Genome sequencing is changing its approach to focus more on rare conditions affecting individuals instead of common population-wide diseases. Scientists are abandoning genome-wide association studies (GWAS) which focus on DNA analysis of common diseases and which have been the aim of genomics research in the last decade. They are instead returning to study rare disorders which are traceable to defects in single genes.
'The issue is how we're going to understand the architecture of common disorders', says Richard Gibbs, director of the Human Genome Sequencing Center at Baylor College of Medicine in Houston, Texas, US, adding: 'Three or four years ago I thought it was going to be because of GWAS studies, but I now think that we're going to get there by understanding a whole lot of these Mendelian diseases.'
GWAS studies examine the DNA of thousands of unrelated people with common diseases, however, breakthroughs from this type of study have been slow to materialise. The cost of sequencing whole genomes is now dropping and the benefit of extracting information in this way is the availability of in-depth information about individuals, enabling scientists to find the exact gene mutation underlying rare diseases. This change in approach to genomics was revealed at the second Personal Genomes meeting held in New York in September. Where traditional genomics research has centered on high-profile diseases such as cancer, a shift toward targeting more unusual disorders is now evident.

:: INFORMATION ::
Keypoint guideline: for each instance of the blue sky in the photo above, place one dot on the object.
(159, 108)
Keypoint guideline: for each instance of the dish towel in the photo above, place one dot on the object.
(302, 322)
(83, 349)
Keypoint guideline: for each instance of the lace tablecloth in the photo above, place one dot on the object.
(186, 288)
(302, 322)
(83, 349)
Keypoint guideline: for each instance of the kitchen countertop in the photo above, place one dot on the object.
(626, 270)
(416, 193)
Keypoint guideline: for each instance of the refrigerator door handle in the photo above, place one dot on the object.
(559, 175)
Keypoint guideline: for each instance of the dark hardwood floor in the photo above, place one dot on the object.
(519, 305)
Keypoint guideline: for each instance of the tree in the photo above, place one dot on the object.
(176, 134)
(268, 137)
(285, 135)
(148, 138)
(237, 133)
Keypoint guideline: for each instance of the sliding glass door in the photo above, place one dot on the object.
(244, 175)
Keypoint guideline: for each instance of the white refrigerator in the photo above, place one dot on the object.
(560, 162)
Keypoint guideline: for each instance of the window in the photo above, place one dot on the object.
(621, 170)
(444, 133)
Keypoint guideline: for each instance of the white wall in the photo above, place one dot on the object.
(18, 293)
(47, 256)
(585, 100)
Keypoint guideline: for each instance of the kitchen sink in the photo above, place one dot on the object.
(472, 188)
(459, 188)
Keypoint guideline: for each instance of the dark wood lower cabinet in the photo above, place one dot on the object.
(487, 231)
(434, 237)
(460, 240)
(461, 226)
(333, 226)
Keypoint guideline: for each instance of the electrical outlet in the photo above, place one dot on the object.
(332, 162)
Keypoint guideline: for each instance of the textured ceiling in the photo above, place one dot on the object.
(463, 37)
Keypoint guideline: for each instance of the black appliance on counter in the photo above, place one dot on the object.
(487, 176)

--

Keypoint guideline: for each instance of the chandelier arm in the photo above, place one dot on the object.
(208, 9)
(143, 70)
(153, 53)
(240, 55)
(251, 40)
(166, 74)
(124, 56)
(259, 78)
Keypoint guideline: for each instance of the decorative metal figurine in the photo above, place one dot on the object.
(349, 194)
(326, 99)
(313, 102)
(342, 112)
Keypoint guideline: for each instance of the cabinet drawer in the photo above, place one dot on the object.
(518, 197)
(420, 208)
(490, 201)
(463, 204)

:: WORK INSTRUCTIONS ::
[a] Reproduce the passage on genome sequencing from "Genome sequencing is" up to and including "in single genes.".
[b] Answer these questions from the passage on genome sequencing:
(i) What position does Richard Gibbs hold?
(ii) Where and in what month was the second Personal Genomes meeting held?
(iii) Whose DNA do GWAS studies examine?
[c] Pick up the passage on genome sequencing where it ends and continue it.
None of the tasks draws on the listing.

:: REPLIES ::
[a]
Genome sequencing is changing its approach to focus more on rare conditions affecting individuals instead of common population-wide diseases. Scientists are abandoning genome-wide association studies (GWAS) which focus on DNA analysis of common diseases and which have been the aim of genomics research in the last decade. They are instead returning to study rare disorders which are traceable to defects in single genes.

[b]
(i) Director of the Human Genome Sequencing Center at Baylor College of Medicine in Houston, Texas, US.
(ii) In New York, in September.
(iii) The DNA of thousands of unrelated people with common diseases.

[c]
Gibbs reports that together with his colleagues at Baylor, he has sequenced the genomes of one family with a familial neuropathy (a disease which causes muscle weakness and pain) pinpointing a single gene which is very likely to be responsible for the family's condition.
Elsewhere in the US, examples of individually-focused research is already underway. Genetic scientist Richard Lifton (Yale University) was asked to study the DNA of an ill child who presented with symptoms of kidney disease including hourly diarrhoea. Having sequenced the exomes of the child and several of his family members, a variant of the gene SLC26A3 which causes congenital chloride diarrhoea, was discovered.
One group of collaborators working at Complete Genomics in California announced recently that it will offer complete human genome sequencing next year for $5,000, making public access to these services easier, but alarming fellow researchers. Elaine Mardis, a director of the Genome Sequencing Center at Washington University in Missouri warns that error rates are still high and the public should be wary of a service which seems accessible but could be very costly to verify.